▶ [Exercise prompt] Images do not belong in the copy. Retype all the entries below exactly.

(Region pointing data)
━━━━━━━━━━━━━━━━━━━━
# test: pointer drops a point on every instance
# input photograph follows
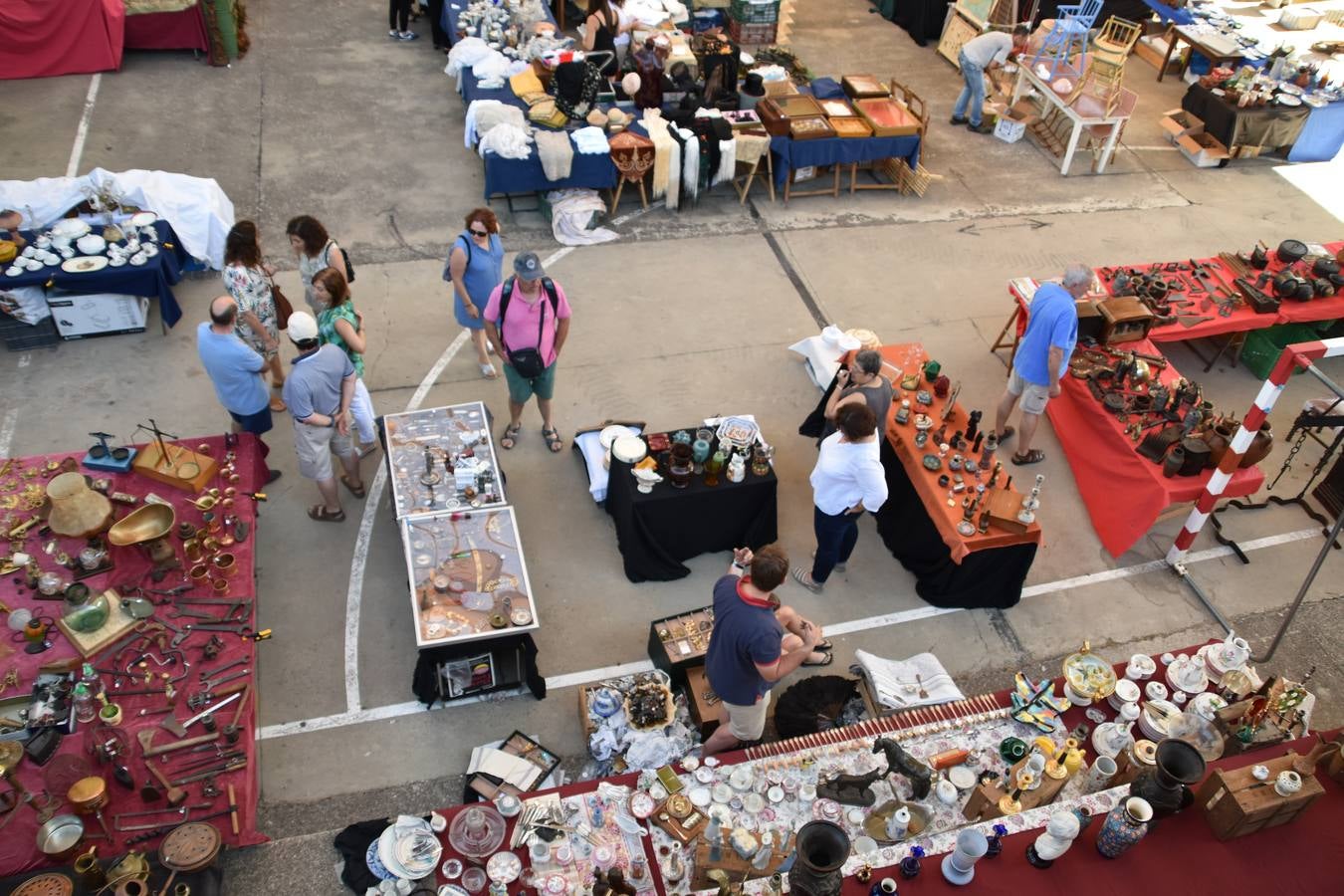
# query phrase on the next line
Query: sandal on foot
(323, 515)
(553, 439)
(356, 492)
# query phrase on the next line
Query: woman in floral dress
(248, 280)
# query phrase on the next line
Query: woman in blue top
(475, 268)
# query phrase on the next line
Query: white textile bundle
(507, 141)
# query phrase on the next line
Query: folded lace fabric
(557, 153)
(507, 141)
(591, 141)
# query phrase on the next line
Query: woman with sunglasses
(475, 268)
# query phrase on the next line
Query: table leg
(1171, 46)
(1068, 152)
(1109, 148)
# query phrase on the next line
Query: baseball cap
(527, 266)
(302, 327)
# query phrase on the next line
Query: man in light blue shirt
(1041, 357)
(987, 51)
(235, 372)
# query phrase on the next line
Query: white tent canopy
(196, 207)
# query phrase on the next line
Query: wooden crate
(1233, 803)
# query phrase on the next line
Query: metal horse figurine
(898, 761)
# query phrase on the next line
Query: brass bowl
(148, 523)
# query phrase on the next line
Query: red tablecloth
(1179, 856)
(18, 845)
(1124, 492)
(43, 38)
(181, 30)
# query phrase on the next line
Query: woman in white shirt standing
(847, 480)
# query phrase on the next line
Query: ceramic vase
(1125, 825)
(821, 849)
(959, 866)
(1260, 445)
(1166, 786)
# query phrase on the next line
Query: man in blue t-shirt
(755, 644)
(235, 372)
(1041, 357)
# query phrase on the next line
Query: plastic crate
(22, 337)
(1263, 345)
(752, 34)
(755, 12)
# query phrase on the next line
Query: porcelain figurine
(1125, 825)
(1055, 841)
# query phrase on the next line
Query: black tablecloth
(660, 530)
(990, 577)
(1273, 126)
(921, 18)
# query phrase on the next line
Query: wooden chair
(1117, 38)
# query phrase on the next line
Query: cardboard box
(1203, 150)
(1178, 122)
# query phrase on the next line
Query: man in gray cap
(527, 320)
(319, 391)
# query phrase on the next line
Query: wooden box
(836, 108)
(1233, 803)
(1126, 320)
(702, 702)
(862, 87)
(810, 127)
(887, 117)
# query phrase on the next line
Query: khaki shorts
(748, 723)
(1033, 398)
(315, 445)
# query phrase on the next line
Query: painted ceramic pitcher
(1125, 825)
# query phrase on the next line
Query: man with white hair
(1041, 357)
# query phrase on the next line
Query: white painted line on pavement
(83, 133)
(574, 679)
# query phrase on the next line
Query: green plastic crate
(755, 12)
(1265, 345)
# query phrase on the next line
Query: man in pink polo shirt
(527, 320)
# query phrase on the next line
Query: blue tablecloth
(152, 280)
(1323, 134)
(839, 150)
(1170, 14)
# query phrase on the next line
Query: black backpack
(529, 361)
(344, 253)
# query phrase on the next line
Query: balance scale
(110, 460)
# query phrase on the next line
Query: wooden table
(1085, 113)
(1199, 42)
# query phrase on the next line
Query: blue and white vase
(1125, 825)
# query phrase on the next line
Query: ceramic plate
(85, 265)
(504, 868)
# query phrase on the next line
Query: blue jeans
(974, 92)
(836, 537)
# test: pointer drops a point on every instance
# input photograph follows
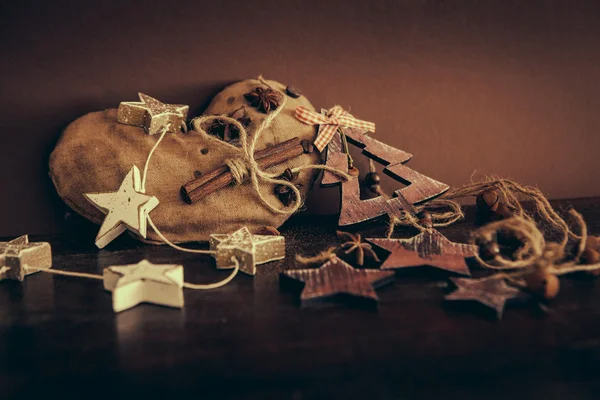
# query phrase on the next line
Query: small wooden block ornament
(152, 115)
(250, 250)
(19, 258)
(144, 282)
(338, 277)
(493, 293)
(127, 208)
(429, 248)
(354, 210)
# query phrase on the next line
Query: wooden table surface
(251, 339)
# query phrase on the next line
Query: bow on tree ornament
(335, 127)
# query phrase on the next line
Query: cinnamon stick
(221, 177)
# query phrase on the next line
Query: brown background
(491, 87)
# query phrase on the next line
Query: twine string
(186, 285)
(246, 166)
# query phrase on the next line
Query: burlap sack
(95, 153)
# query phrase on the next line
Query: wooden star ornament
(250, 250)
(144, 282)
(152, 114)
(429, 248)
(127, 208)
(19, 258)
(338, 277)
(492, 293)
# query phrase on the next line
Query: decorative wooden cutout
(338, 277)
(19, 258)
(429, 248)
(250, 250)
(152, 115)
(144, 282)
(354, 210)
(127, 208)
(492, 293)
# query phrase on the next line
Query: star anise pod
(264, 99)
(354, 243)
(285, 193)
(229, 132)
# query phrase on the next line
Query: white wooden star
(19, 258)
(144, 282)
(247, 248)
(127, 208)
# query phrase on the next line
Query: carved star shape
(338, 277)
(144, 282)
(152, 114)
(493, 293)
(429, 248)
(250, 250)
(19, 258)
(127, 208)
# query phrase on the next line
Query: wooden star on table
(250, 250)
(153, 115)
(127, 208)
(338, 277)
(19, 258)
(144, 282)
(493, 293)
(429, 248)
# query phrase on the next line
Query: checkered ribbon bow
(330, 122)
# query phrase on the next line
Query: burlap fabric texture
(95, 153)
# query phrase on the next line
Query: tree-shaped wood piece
(353, 210)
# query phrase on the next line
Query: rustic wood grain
(492, 293)
(354, 210)
(221, 177)
(338, 277)
(144, 282)
(250, 250)
(60, 338)
(19, 258)
(429, 248)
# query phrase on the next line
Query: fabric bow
(330, 122)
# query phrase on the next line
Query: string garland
(242, 167)
(186, 285)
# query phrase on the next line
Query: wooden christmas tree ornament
(144, 282)
(338, 277)
(353, 210)
(492, 293)
(152, 115)
(250, 250)
(429, 248)
(19, 258)
(127, 208)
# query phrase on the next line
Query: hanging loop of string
(246, 166)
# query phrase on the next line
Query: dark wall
(491, 87)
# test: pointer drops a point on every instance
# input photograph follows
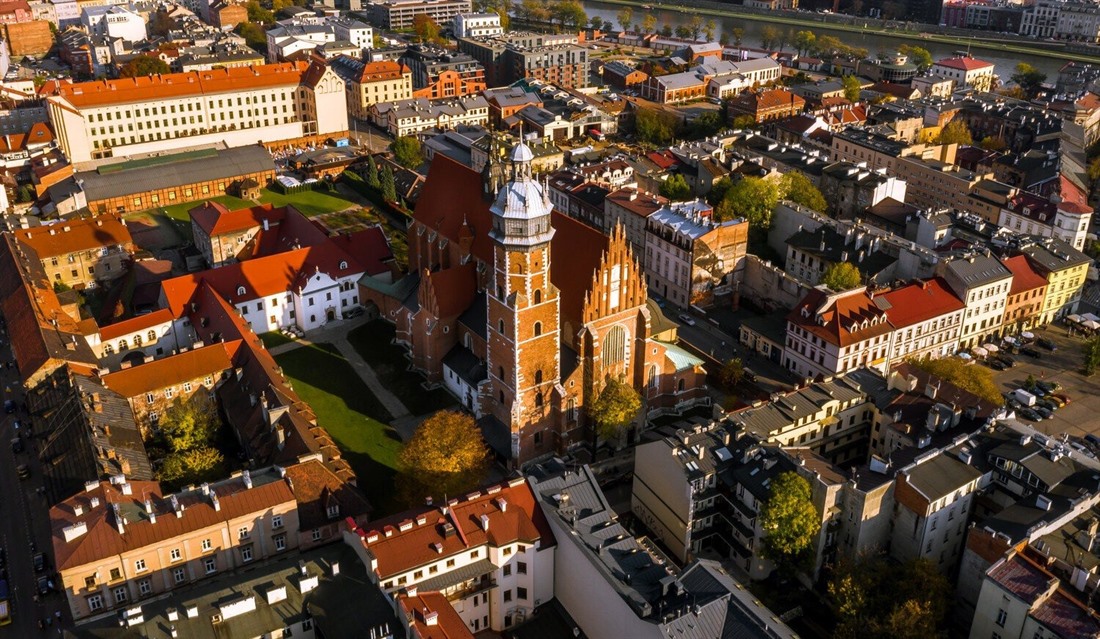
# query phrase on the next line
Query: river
(873, 43)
━━━━━━━━━━━━━━━━━━━━
▶ [Answer to this exercise]
# test: pointer drops a point on every instance
# input photograph follows
# query phrase on the next line
Query: sandal on foot
(323, 515)
(553, 439)
(356, 492)
# query phrase on the next line
Query: woman in floral dress
(248, 280)
# query phrase on the next line
Query: woman in blue top
(475, 268)
# query phrase on the next line
Query: white textile bundle
(507, 141)
# query phrase on the next line
Query: folded lace fabric
(557, 153)
(507, 141)
(591, 141)
# query phrase on the next line
Query: woman with sunglasses
(475, 268)
# query phrase on the next line
Query: table leg
(1171, 46)
(1068, 152)
(1109, 148)
# query phrase on the next line
Query: baseball cap
(527, 266)
(302, 327)
# query phrase on the next line
Query: man in light blue shirt
(1041, 357)
(987, 51)
(235, 372)
# query phrase on the next line
Query: white tent canopy
(196, 207)
# query phrase on the next line
Query: wooden crate
(1233, 803)
# query phrase on the next line
Query: metal horse figurine
(898, 761)
# query phrase on the next line
Query: brass bowl
(148, 523)
# query phrase on the next line
Query: red tablecloth
(1179, 856)
(18, 845)
(1124, 492)
(43, 38)
(181, 30)
# query phrase on the next line
Query: woman in white shirt standing
(847, 480)
# query phrase on the next line
Query: ceramic vase
(1125, 825)
(821, 849)
(959, 866)
(1260, 445)
(1166, 786)
# query phrase on the next line
Query: man in blue t-shirt
(755, 644)
(235, 372)
(1041, 357)
# query phrase on the next line
Query: plastic crate
(22, 337)
(1263, 345)
(752, 34)
(755, 12)
# query phrase on the next line
Query: porcelain figurine
(1125, 825)
(1055, 841)
# query phrase on the next line
Query: black tablecloth
(660, 530)
(990, 577)
(1273, 126)
(921, 18)
# query phrase on the next line
Query: wooden chair
(1117, 38)
# query phrase on the next line
Query: cardboard box
(1203, 150)
(1178, 122)
# query phrase on the next line
Query: man in gray cap
(527, 320)
(319, 391)
# query phrase on the next line
Query: wooden box
(836, 108)
(1233, 803)
(1126, 320)
(702, 702)
(862, 87)
(810, 127)
(887, 117)
# query phrase on the next line
Query: khaki shorts
(748, 723)
(1033, 398)
(315, 445)
# query phrase on the next line
Query: painted ceramic pitcher
(1125, 825)
# query phrase on the next line
Query: man with white hair
(1041, 357)
# query phrase on the next line
Query: white painted line on pavement
(83, 133)
(574, 679)
# query phrase on the next line
Query: green plastic crate
(755, 12)
(1265, 345)
# query phrase on the next line
Query: man in pink polo shirt
(527, 320)
# query phrase on the next line
Query: blue tablecloth
(152, 280)
(1323, 134)
(839, 150)
(1170, 14)
# query phrase on the next line
Query: black backpack
(529, 361)
(344, 253)
# query phrase on the next line
Query: balance scale
(110, 460)
# query phrase on the next line
Query: wooden table
(1085, 113)
(1199, 42)
# query phrase on the next line
Query: blue and white vase
(1125, 825)
# query phrase on the next line
Query: ceramic plate
(85, 265)
(504, 868)
# query phrase on the next line
Query: blue jeans
(974, 92)
(836, 537)
# test: pointer drops a point on every instance
# input photograph follows
# query phrase on the next line
Query: small wooden block ornament
(152, 115)
(250, 250)
(19, 258)
(144, 282)
(338, 277)
(493, 293)
(127, 208)
(429, 248)
(354, 210)
# query phrase on the next line
Query: wooden table surface
(251, 339)
# query phrase on the next line
Query: bow on tree ornament
(335, 127)
# query phrase on the next line
Query: cinnamon stick
(221, 177)
# query phrase on the next line
Query: brown background
(491, 87)
# query phrase on the next line
Query: twine string
(186, 285)
(246, 166)
# query phrase on the next line
Query: burlap sack
(95, 153)
# query phrase on the next line
Query: wooden star ornament
(250, 250)
(144, 282)
(152, 114)
(429, 248)
(127, 208)
(19, 258)
(338, 277)
(492, 293)
# query phrase on the next line
Query: decorative wooden cutout
(338, 277)
(19, 258)
(429, 248)
(250, 250)
(152, 115)
(144, 282)
(354, 210)
(127, 208)
(492, 293)
# query phrase on the next line
Query: star anise pod
(264, 99)
(354, 243)
(285, 193)
(229, 132)
# query phrase on the next line
Query: white wooden star
(19, 258)
(144, 282)
(247, 248)
(127, 208)
# query phrase on the next line
Query: carved star shape
(338, 277)
(144, 282)
(152, 114)
(493, 293)
(429, 248)
(250, 250)
(19, 258)
(127, 208)
# query phrase on the next line
Query: wooden star on table
(250, 250)
(153, 115)
(127, 208)
(338, 277)
(19, 258)
(144, 282)
(493, 293)
(429, 248)
# query phrase on the next line
Query: checkered ribbon bow
(330, 122)
# query phrase on the next line
Query: burlap fabric texture
(95, 153)
# query phrase on the next line
Query: tree-shaped wood piece
(353, 210)
# query phrase on the next line
Query: rustic wood grain
(492, 293)
(354, 210)
(221, 177)
(338, 277)
(144, 282)
(250, 250)
(60, 338)
(19, 258)
(429, 248)
# query phrase on the next line
Query: fabric bow
(330, 122)
# query phrase on the next line
Query: string garland
(242, 167)
(186, 285)
# query phrase on the next line
Query: wooden christmas tree ornament
(144, 282)
(338, 277)
(353, 210)
(492, 293)
(152, 115)
(250, 250)
(429, 248)
(19, 258)
(127, 208)
# query phrase on the next line
Query: hanging loop of string
(246, 166)
# query phrase on the next line
Query: dark wall
(491, 87)
# test: pointer drops a point on every instance
# input photograph follows
# query phrase on the next line
Query: river
(873, 43)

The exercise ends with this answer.